> _TEXT EXCERPT_:

•••

Pardon me? In Unleashing Trump, Chief Justice John Roberts Stoked the Pardon Power, Too
We Are Witnessing in Real Time the Staggering Injustices Trump Is Absolving
Few people noticed that in the counter-constitutional ruling Chief Justice John Roberts orchestrated 17 months ago giving Donald Trump unprecedented immunity to commit crimes as president, Roberts included language reinforcing the pardon power, which was not at issue in that case. But perhaps Trump noticed what Roberts did for him in trying to clear the field of any potential constraints on the pardon power and its abuse.
Roberts was taking it on himself – with the help of his fellow Republican appointees, half of whom were installed by the 45th president – to effectively pardon Trump for trying to subvert the 2020 election. That ruling paved the way for Trump’s return to power by blocking a federal trial on the crimes he was charged with. Why not use that destructive, partisan edict to muffle other potential challenges to Trump’s invented omnipotence?
That’s exactly what Roberts appeared to do by emphasizing the notion that a president has powers to pardon – and to fire executive branch employees – that are absolutely beyond any checks and balances, except for impeachment.
Did the Framers of the Constitution really mean to allow a president to pardon someone who recently enriched him or to allow pardons based on bribery or similar influences?
Take Trump’s pardon of Changpeng Zhou (CZ), a crypto billionaire who had been fined $50 million – and whose company, Binance, just so happened to have helped the Trump family’s new World Liberty crypto enterprise by facilitating a $2 billion purchase of its “stablecoin.” Surely Trump wiping away CZ’s criminal consequences warrants revisiting the claim that Congress can place no limits on what looks like a kind of reward. Don’t worry: Trump said he had no idea who CZ even is. Trust us, this is not corrupt at all….
Roberts’s opinion in Trump v. United States pumps up the pardon power by trying to reinforce it as limitless. Roberts did so knowing Trump had already used the power in disreputable ways in his first term, starting with his first pardon of Joe Arpaio who literally defied court orders–as if that was not a tell of where things were heading. Trump also pardoned people who committed war crimes, and he even used some of the murderous war criminals he pardoned to raise money for his 2020 re-election campaign. (Last month, as I noted, Roberts attended a screening of Nuremberg where the words of the U.S. prosecutor of Nazi war crimes rang out: “We are able to do away with domestic tyranny … only when we make all men answerable to law.”)

•••

> _COLLECTED MATERIAL_:
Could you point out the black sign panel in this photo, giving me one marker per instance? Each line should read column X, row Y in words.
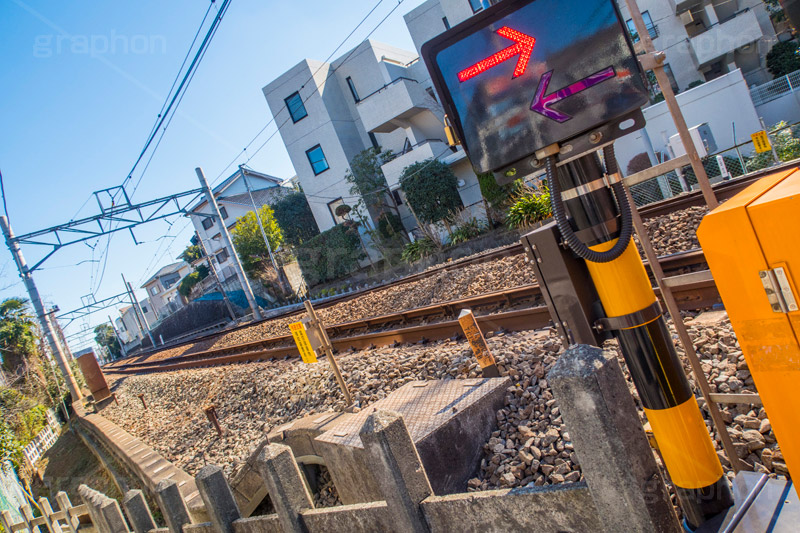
column 525, row 74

•••

> _OBJECTIVES_:
- 1) Which people does the text on the pardon power mention by name?
- 2) Resume the text on the pardon power right after its last sentence and keep writing.
The listing isn't needed for this.

> _RESULTS BY TASK_:
- 1) John Roberts, Donald Trump, Changpeng Zhou (CZ), and Joe Arpaio.

- 2)
In decreeing Trump immune from criminal prosecution for official acts, Roberts claimed “The President’s authority to pardon, in other words, is ‘conclusive and preclusive,’ ‘disabling the Congress from acting upon the subject,’” citing that language from the case of Youngstown Sheet & Tube Co. v. Sawyer. But Youngstown was not about the pardon power at all. It was about the power of a president to seize steel mills to prevent the disruption of materials to aid the military in the Korean War. And the Court rejected President Harry Truman’s assertion of that power. Youngstown does not mention pardons. Not once. But Roberts chose to borrow language from the ruling to try to cement pardons as being utterly beyond legal review or legislation.
The few prior Supreme Court rulings on pardons are worth re-examining. The Burdick case from 1915 was about whether a person could refuse a presidential pardon. In that case, President Woodrow Wilson was trying to use the pardon power to force an editor to reveal the sources of a story about fraud by denying him the power to assert his Fifth Amendment right not to incriminate himself; the editor refused to testify and was held in contempt. In Burdick, the Court focused only on the “narrow question” of whether a pardon had to be accepted to be effective or enforceable. It ruled that a pardon could be rejected. It did not hold the pardon power to be beyond any legislative rules.
Another case, Ex parte Garland, addressed whether Congress could impose a loyalty oath disbarring attorneys who aided the Confederacy even if they had been pardoned. In that 1867 case, the Court ruled that Congress could not impose that condition on someone President Andrew Johnson had pardoned after the Civil War. That case did include language asserting that the pardon power is “unlimited,” can apply to any federal offense, and is “not subject to legislative control,” but why should that interpretation protecting insurrectionists bind us now in the face of what is unfolding? After all, that Court described the pardon as a president’s “benign prerogative of mercy.”
Why should we be bound by such an interpretation when the pardon power is not being dispensed as a “benign prerogative of mercy” but rather as a malignant act of caprice or worse? If the Roberts Court can claim to find immunity in Article II of the Constitution – where there is none – then why can we not argue that there must be some similarly invisible constraints on pardons being deployed in ways that are deeply destructive of equal justice and common sense, or amount to self-dealing for personal gain or bribery?
The rationale for vesting in the president the power to issue a pardon, rather than Congress, is grounded by the Federalist Papers in the notion that the president would be a person of good character: “As the sense of responsibility is always strongest, in proportion as it is undivided, it may be inferred that a single man would be most ready to attend to the force of those motives which might plead for a mitigation of the rigor of the law, and least apt to yield to considerations which were calculated to shelter a fit object of its vengeance. The reflection that the fate of a fellow-creature depended on his sole fiat, would naturally inspire scrupulousness and caution; the dread of being accused of weakness or connivance, would beget equal circumspection, though of a different kind.”
That does not describe the 47th president at all.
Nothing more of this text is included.